**Stated exercise**
Gather every line below that contains the string "propeller" and copy each one out in full. Treat the match as case-sensitive.

**Given records**
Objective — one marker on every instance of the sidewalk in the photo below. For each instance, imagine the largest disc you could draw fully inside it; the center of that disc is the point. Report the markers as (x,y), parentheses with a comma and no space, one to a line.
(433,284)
--
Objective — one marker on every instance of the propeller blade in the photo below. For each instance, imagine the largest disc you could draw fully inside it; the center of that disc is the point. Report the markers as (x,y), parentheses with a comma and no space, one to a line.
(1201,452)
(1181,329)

**Response to this exercise**
Objective — one marker on every instance of the propeller blade in the photo below. For each instance, imagine the largest disc you could draw fully inside it; the center of that disc is the point. Report the markers as (x,y), parentheses with a comma and no space, one to a line.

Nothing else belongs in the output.